AIM: Copy out every line below with "Highlight" changed to "Outline" and nothing else altered, omitting the pictures.

THE DATA:
* start *

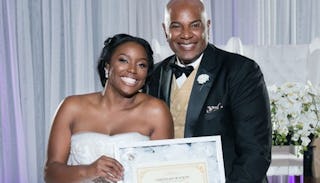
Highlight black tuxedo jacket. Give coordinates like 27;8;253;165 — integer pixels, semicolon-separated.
145;44;272;183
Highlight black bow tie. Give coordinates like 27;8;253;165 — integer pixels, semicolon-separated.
170;64;193;78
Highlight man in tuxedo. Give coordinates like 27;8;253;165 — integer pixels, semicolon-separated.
146;0;272;183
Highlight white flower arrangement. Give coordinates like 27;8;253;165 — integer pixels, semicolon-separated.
268;82;320;154
197;74;210;85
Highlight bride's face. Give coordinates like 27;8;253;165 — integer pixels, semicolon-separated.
107;42;148;97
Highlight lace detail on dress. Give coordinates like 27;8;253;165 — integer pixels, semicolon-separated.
68;132;149;165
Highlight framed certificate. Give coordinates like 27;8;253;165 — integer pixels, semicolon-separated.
115;136;225;183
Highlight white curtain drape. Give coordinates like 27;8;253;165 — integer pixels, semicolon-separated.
0;0;320;183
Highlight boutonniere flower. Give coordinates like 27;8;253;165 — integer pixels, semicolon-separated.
197;74;209;85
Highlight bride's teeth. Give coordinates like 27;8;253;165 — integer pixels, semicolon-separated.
181;44;192;48
122;77;137;84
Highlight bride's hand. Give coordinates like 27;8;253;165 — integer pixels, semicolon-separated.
89;156;123;182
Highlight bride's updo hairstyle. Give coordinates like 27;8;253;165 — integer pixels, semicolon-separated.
97;34;153;87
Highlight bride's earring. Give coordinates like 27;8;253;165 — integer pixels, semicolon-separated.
104;68;109;79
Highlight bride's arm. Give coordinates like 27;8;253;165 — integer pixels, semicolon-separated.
45;97;122;183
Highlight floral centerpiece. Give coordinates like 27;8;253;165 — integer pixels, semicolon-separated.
268;82;320;153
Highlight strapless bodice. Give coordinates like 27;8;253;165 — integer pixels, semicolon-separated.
68;132;150;165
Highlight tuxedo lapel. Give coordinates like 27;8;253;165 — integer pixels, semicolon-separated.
159;56;176;107
184;45;221;137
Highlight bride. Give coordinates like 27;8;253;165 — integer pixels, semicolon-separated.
45;34;173;183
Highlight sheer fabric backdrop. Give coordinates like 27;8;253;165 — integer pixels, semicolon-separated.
0;0;320;183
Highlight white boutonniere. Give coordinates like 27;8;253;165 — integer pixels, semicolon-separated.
197;74;210;85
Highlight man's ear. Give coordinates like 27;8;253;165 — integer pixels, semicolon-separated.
162;23;168;39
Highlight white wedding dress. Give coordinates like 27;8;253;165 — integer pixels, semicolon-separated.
68;132;150;182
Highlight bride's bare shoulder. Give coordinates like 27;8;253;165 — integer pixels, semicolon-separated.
60;92;99;110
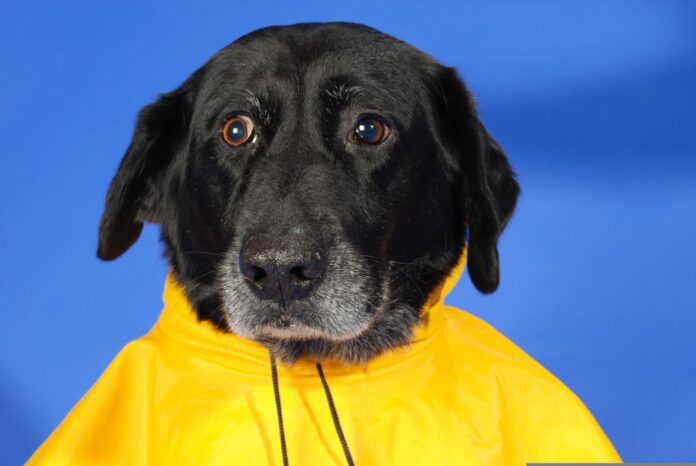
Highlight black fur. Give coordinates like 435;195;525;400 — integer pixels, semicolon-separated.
97;23;519;363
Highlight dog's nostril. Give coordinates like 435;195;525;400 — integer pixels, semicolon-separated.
239;236;326;306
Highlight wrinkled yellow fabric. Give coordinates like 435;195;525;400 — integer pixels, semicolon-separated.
29;254;620;466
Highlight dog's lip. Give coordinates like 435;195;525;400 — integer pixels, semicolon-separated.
252;316;366;341
254;317;327;339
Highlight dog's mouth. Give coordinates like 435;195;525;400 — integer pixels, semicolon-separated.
249;306;378;342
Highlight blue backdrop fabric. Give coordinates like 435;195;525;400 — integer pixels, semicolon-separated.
0;0;696;464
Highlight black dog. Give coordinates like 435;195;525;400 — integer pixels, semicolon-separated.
98;20;519;363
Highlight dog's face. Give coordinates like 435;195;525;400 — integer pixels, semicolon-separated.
98;24;518;362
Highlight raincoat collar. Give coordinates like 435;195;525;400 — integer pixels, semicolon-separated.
156;249;467;379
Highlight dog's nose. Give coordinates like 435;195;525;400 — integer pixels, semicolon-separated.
239;236;326;306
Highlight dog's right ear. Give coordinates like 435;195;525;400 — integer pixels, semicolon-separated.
97;77;194;261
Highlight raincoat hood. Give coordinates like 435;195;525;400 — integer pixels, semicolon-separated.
28;251;620;465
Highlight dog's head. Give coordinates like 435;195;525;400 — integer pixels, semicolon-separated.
98;24;518;362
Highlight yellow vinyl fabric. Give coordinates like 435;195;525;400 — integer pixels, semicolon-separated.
28;254;620;466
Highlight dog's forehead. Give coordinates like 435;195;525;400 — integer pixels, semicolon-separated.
196;24;438;113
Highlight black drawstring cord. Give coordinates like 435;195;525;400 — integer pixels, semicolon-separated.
271;355;355;466
271;355;288;466
317;363;355;466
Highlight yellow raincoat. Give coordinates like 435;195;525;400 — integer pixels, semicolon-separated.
29;255;620;466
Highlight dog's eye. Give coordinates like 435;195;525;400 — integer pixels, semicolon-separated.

* end *

REPLY:
Outline black tuxedo jacket. Give coordinates like 27;8;253;165 — integer pixels, semicolon-separated.
145;44;272;183
Outline black bow tie. Give coordinates like 27;8;253;165 — integer pixels, semicolon-separated.
170;64;193;78
Outline man in tuxedo. Give coordinates like 27;8;253;165 — integer pixels, semicolon-separated.
146;0;272;183
Outline white flower arrangement. Give coordinates like 27;8;253;165 — integer pixels, semicolon-separated.
268;82;320;154
197;74;210;85
Outline bride's face. Give coordinates like 27;8;253;165 — integer pixels, semicolon-separated.
107;42;148;97
Outline lace detail on dress. Give coordinates like 27;8;253;165 — integer pixels, semicolon-separated.
68;132;149;165
Outline framed certificate. Give coordinates like 27;8;253;165 — integer pixels, semicolon-separated.
115;136;225;183
Outline white curtain drape. Give coordinates like 27;8;253;165 — integer pixels, semicolon-separated.
0;0;320;183
Outline boutonniere flower. Give coordinates like 27;8;253;165 — integer pixels, semicolon-separated.
197;74;209;85
Outline bride's teeth. Give coordinates like 27;8;253;165 — integer pixels, semicolon-separated.
181;44;192;48
122;77;137;84
Outline bride's hand. Give coordinates like 27;8;253;165 — integer pixels, semicolon-separated.
89;156;123;182
Outline bride's updo hairstyle. Give coordinates like 27;8;253;165 — integer pixels, semicolon-separated.
97;34;153;87
Outline bride's earring. Give coordinates like 27;8;253;165 — integer pixels, semicolon-separated.
104;68;109;79
Outline bride's arm. Give coordinates like 27;8;253;165 — integer pixels, semicolon-separated.
45;97;122;183
Outline floral centerpiece. Give coordinates like 27;8;253;165 — integer pixels, semicolon-separated.
268;82;320;153
Outline strapless bodice. Give coordinates like 27;8;253;165 — integer pixels, semicolon-separated.
68;132;150;165
Outline tuxedo lapel. Give coordinates like 27;8;253;165 — integer pixels, semicolon-separated.
159;56;176;107
184;45;221;137
Outline bride. Give coordinates like 27;8;253;165 — integer pixels, semicolon-separated.
45;34;173;183
Outline sheer fabric backdrop. Give coordinates like 27;8;253;165 — integer pixels, semicolon-separated.
0;0;320;183
Outline white boutonniere. Give coordinates like 27;8;253;165 — integer pixels, semicolon-separated.
197;74;210;85
Outline man's ear. Give coordinates like 27;8;253;165 — integer pixels, semicolon-separated.
162;23;168;39
Outline white wedding dress. Give coordinates like 27;8;253;165 — integer pixels, semicolon-separated.
68;132;150;182
Outline bride's bare shoulder. Give coordinates like 27;8;253;165 — integer pixels, semicolon-separated.
60;92;99;110
Outline black fur. Give coordinates like 435;195;525;400 — integer pixels, semicolon-separated.
97;23;519;363
Outline dog's nostril. Give coordinates like 435;195;525;400 — integer pixels, semicolon-separated.
239;236;326;306
Outline wrinkled yellow fabric. Give coordinates like 435;195;525;400 — integer pixels, semicolon-separated.
29;254;620;466
Outline dog's lip. Give coordinates like 435;195;525;400 — integer pixels, semicolon-separated.
252;316;366;341
254;317;327;339
Outline dog's mouth. Give coordinates like 435;195;525;400 — integer pixels, semicolon-separated.
249;306;378;342
Outline blue backdrop fabric. Give coordinates like 435;195;525;400 — integer pixels, semicolon-separated.
0;0;696;464
Outline black dog. Give coordinates like 435;195;525;400 — integer pixels, semicolon-separated.
98;20;519;363
Outline dog's face. Give coordinates like 435;195;525;400 — integer pixels, semicolon-separated.
98;24;518;362
Outline raincoat collar. Give coordinates like 435;195;525;400 — integer pixels, semicolon-separated.
156;249;467;379
Outline dog's nose. Give coordinates like 435;195;525;400 — integer pixels, semicolon-separated.
239;236;326;306
Outline dog's right ear. Give coordinates like 435;195;525;400 — integer pixels, semicolon-separated.
97;77;194;261
Outline raincoat hood. Give coordinates like 435;195;525;400 — integer pixels, semicolon-separated.
28;251;620;465
Outline dog's head. Give coordinates like 435;195;525;400 — integer pixels, semicolon-separated.
98;24;518;362
Outline yellow vinyl fabric. Give coordinates like 435;195;525;400 — integer pixels, semicolon-separated.
28;254;620;466
Outline dog's forehead. Give coordinates like 435;195;525;400 — integer pixels, semicolon-separated.
196;24;438;113
Outline black drawstring cord. Give coordinates like 435;195;525;400 — integer pixels, semicolon-separated.
271;355;355;466
271;355;288;466
317;363;355;466
Outline yellow raincoat. Give coordinates like 435;195;525;400 — integer pixels, semicolon-separated.
29;255;620;466
Outline dog's eye. Give coordinates like 435;195;525;400 — integer pixels, semicolon-separated.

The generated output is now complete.